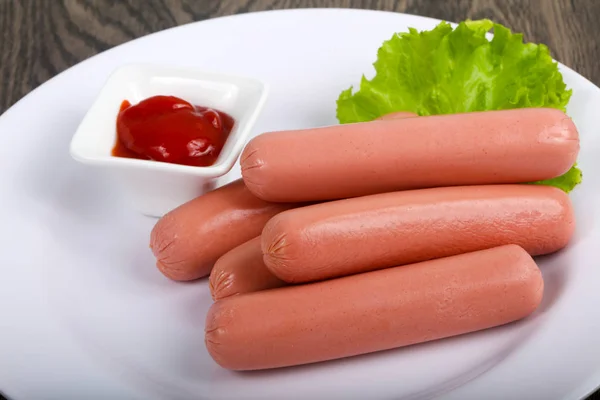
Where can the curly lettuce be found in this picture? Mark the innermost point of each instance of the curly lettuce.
(446, 71)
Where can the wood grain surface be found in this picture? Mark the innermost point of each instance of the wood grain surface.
(40, 38)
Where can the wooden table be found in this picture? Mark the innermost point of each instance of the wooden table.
(40, 38)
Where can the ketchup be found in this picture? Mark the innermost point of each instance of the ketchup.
(169, 129)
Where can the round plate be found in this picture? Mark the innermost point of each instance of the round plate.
(85, 314)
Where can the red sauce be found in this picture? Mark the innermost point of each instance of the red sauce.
(169, 129)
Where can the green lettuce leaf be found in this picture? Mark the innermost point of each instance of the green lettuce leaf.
(446, 71)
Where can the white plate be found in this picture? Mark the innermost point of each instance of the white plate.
(84, 314)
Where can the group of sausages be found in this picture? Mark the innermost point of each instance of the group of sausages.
(356, 238)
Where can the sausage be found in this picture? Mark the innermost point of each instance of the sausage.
(241, 270)
(361, 234)
(189, 239)
(492, 147)
(398, 115)
(373, 311)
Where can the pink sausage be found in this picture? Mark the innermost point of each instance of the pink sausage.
(188, 240)
(241, 270)
(398, 115)
(356, 235)
(511, 146)
(374, 311)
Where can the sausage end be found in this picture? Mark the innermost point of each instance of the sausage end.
(217, 332)
(252, 166)
(277, 245)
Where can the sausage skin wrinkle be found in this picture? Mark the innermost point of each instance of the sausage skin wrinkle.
(241, 270)
(373, 311)
(390, 154)
(189, 239)
(356, 235)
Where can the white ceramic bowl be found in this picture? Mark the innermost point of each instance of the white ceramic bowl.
(157, 187)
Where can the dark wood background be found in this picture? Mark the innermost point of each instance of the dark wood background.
(40, 38)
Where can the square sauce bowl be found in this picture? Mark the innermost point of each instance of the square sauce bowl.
(155, 187)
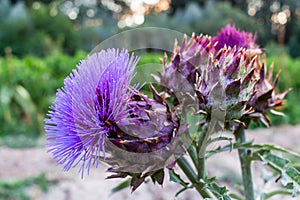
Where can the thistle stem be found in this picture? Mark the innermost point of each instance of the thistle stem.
(245, 165)
(192, 176)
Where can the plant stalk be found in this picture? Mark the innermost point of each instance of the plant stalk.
(190, 173)
(245, 165)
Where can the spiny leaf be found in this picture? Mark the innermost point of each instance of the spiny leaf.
(174, 177)
(220, 192)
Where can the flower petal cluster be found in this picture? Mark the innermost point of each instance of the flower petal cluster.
(92, 100)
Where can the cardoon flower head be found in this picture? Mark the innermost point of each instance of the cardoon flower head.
(98, 116)
(180, 74)
(231, 37)
(86, 109)
(226, 84)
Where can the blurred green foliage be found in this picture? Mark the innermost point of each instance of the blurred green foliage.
(18, 189)
(34, 31)
(28, 87)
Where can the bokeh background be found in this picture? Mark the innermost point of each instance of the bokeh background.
(42, 41)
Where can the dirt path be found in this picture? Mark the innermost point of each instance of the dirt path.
(24, 163)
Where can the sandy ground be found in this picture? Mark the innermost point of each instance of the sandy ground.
(24, 163)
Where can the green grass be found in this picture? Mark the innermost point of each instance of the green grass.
(17, 189)
(29, 84)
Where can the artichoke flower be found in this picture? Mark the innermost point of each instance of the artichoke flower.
(266, 99)
(98, 116)
(212, 80)
(226, 84)
(179, 76)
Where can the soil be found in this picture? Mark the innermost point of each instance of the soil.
(29, 162)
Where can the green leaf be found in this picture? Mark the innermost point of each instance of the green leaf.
(121, 186)
(220, 192)
(174, 177)
(158, 177)
(289, 176)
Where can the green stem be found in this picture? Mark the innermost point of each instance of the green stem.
(190, 173)
(280, 191)
(245, 165)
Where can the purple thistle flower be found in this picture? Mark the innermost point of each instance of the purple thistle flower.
(93, 99)
(231, 37)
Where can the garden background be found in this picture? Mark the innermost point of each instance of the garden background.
(42, 41)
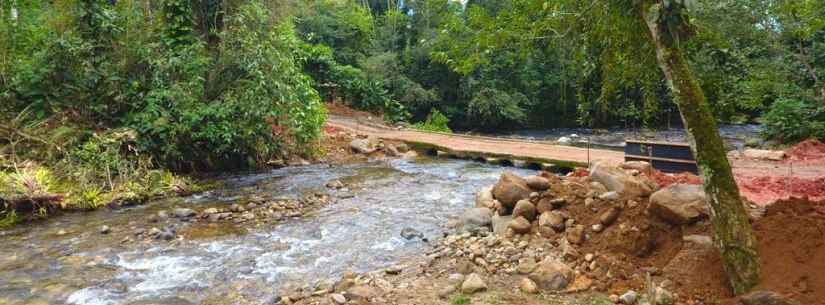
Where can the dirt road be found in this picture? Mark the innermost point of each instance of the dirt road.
(761, 181)
(518, 149)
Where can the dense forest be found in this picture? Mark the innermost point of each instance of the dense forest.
(109, 90)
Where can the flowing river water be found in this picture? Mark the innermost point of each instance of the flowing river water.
(359, 231)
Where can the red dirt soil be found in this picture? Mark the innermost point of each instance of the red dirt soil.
(809, 150)
(792, 252)
(764, 188)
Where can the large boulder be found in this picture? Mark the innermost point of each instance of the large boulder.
(520, 225)
(551, 275)
(524, 208)
(537, 183)
(617, 180)
(484, 198)
(476, 220)
(510, 189)
(362, 146)
(552, 221)
(679, 204)
(501, 223)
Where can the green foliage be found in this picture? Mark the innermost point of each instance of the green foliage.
(195, 103)
(436, 121)
(497, 107)
(795, 120)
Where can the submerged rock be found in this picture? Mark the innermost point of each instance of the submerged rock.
(410, 234)
(476, 219)
(520, 225)
(510, 189)
(537, 183)
(183, 212)
(361, 146)
(474, 283)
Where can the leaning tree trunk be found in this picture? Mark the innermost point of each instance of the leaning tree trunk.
(730, 219)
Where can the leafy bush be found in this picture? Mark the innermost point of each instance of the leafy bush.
(496, 108)
(436, 121)
(794, 120)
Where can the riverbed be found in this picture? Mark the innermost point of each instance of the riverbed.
(244, 263)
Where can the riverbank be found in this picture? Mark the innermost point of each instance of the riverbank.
(575, 241)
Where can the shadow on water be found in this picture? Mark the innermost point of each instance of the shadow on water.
(222, 263)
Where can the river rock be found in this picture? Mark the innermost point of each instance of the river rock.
(391, 150)
(474, 283)
(537, 183)
(612, 195)
(679, 204)
(552, 220)
(762, 297)
(446, 292)
(528, 286)
(609, 217)
(335, 184)
(500, 224)
(551, 275)
(484, 198)
(576, 235)
(338, 298)
(410, 234)
(476, 220)
(641, 166)
(361, 146)
(183, 212)
(524, 208)
(526, 265)
(520, 225)
(544, 205)
(409, 155)
(762, 154)
(616, 179)
(360, 293)
(510, 189)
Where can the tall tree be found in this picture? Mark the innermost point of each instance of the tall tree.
(668, 24)
(626, 34)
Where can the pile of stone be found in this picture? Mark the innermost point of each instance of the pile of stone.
(527, 227)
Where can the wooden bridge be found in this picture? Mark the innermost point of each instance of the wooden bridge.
(522, 153)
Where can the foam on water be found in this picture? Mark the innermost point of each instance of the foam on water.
(360, 233)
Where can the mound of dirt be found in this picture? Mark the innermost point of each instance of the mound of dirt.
(791, 249)
(791, 246)
(809, 150)
(767, 189)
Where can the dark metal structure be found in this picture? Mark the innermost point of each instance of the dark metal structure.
(663, 156)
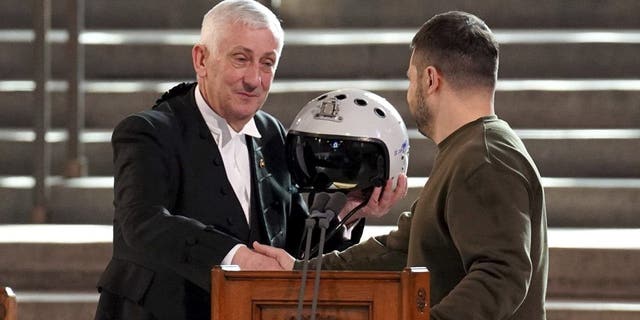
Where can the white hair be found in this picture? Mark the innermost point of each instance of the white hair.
(250, 13)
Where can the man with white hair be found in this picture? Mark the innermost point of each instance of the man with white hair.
(202, 175)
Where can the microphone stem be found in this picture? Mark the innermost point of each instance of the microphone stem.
(323, 223)
(309, 224)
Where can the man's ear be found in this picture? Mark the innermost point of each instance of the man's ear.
(199, 55)
(431, 79)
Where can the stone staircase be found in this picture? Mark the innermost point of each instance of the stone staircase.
(568, 84)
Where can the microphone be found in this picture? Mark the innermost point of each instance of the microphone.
(319, 203)
(317, 210)
(332, 208)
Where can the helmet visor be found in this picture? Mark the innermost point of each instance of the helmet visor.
(325, 162)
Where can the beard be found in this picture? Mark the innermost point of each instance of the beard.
(423, 116)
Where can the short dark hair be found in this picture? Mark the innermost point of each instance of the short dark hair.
(460, 46)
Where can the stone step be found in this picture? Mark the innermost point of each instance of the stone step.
(496, 13)
(524, 103)
(59, 305)
(72, 257)
(343, 13)
(571, 202)
(610, 153)
(337, 54)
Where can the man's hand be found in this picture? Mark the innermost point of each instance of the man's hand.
(248, 259)
(379, 202)
(284, 259)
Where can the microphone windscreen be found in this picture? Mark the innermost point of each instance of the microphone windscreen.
(319, 202)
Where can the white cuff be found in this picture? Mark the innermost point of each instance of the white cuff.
(229, 257)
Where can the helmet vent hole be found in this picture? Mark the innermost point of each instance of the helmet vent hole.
(360, 102)
(380, 113)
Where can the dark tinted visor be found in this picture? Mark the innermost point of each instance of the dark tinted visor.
(322, 162)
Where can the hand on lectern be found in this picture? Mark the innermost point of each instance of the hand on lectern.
(284, 259)
(248, 259)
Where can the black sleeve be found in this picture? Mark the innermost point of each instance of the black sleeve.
(145, 188)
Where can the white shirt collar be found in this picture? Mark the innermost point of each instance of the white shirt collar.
(221, 130)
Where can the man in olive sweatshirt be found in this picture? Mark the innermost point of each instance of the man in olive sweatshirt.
(479, 224)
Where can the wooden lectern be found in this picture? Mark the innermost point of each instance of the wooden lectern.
(8, 304)
(343, 295)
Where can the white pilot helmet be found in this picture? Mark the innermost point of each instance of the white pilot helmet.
(347, 139)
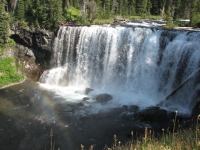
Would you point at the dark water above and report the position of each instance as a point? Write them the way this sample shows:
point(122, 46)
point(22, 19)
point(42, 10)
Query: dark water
point(27, 116)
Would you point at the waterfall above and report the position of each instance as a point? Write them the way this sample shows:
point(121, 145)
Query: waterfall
point(136, 65)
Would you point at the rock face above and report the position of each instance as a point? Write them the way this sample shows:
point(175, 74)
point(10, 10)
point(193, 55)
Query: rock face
point(39, 41)
point(195, 114)
point(88, 90)
point(103, 98)
point(34, 48)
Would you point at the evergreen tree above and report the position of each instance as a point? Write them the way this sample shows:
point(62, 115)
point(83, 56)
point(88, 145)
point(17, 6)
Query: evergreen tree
point(195, 13)
point(20, 10)
point(4, 24)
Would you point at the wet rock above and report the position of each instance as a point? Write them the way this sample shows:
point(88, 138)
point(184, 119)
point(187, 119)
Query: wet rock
point(195, 113)
point(103, 98)
point(85, 98)
point(88, 90)
point(154, 114)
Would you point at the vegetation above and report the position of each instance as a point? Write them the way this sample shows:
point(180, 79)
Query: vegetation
point(8, 72)
point(49, 14)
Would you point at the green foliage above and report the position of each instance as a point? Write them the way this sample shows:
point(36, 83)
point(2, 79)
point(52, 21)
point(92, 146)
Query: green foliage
point(10, 43)
point(4, 24)
point(20, 9)
point(8, 73)
point(195, 13)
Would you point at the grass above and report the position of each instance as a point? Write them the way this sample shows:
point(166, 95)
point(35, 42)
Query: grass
point(177, 139)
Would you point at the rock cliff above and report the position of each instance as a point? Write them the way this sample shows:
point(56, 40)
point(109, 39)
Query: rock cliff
point(34, 49)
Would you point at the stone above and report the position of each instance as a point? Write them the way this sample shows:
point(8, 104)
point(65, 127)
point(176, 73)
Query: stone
point(103, 98)
point(85, 98)
point(195, 113)
point(154, 114)
point(88, 90)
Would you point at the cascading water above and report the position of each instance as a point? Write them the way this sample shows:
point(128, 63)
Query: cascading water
point(137, 66)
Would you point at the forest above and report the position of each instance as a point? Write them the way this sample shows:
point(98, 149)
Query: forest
point(49, 14)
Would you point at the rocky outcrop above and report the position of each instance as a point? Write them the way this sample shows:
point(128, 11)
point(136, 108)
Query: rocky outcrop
point(88, 90)
point(38, 40)
point(103, 98)
point(34, 49)
point(195, 116)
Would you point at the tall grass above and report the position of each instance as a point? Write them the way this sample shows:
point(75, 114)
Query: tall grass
point(178, 139)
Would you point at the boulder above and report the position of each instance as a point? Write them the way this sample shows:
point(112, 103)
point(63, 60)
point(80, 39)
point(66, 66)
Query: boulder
point(103, 98)
point(154, 114)
point(195, 114)
point(85, 98)
point(88, 90)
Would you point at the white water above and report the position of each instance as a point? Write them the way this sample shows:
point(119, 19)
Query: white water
point(137, 66)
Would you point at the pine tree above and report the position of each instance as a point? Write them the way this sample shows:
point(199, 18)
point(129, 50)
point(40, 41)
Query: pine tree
point(20, 10)
point(195, 13)
point(4, 24)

→ The task
Print, exactly as they appear above, the lines running from the one with "point(136, 108)" through the final line.

→ Response to the exercise
point(136, 108)
Query: rocky outcrop
point(88, 90)
point(38, 40)
point(103, 98)
point(34, 49)
point(195, 116)
Would you point at the tall grass above and report the position of each instance as a point? Write them the way this sample shows:
point(75, 114)
Query: tall grass
point(178, 139)
Would you point at the boulder above and report the position of each instance as a point? Write them the way this sample shows:
point(112, 103)
point(63, 60)
point(80, 39)
point(66, 66)
Query: boulder
point(103, 98)
point(154, 114)
point(195, 114)
point(85, 98)
point(88, 90)
Would you point at the white water above and report the position of each instance as a point? Write them the way this sample shows:
point(119, 19)
Query: white water
point(137, 66)
Would you point at the pine tree above and report the position of each instance as a point? Write them the way this sample shows:
point(199, 18)
point(129, 50)
point(40, 41)
Query: pine tree
point(20, 10)
point(195, 13)
point(4, 24)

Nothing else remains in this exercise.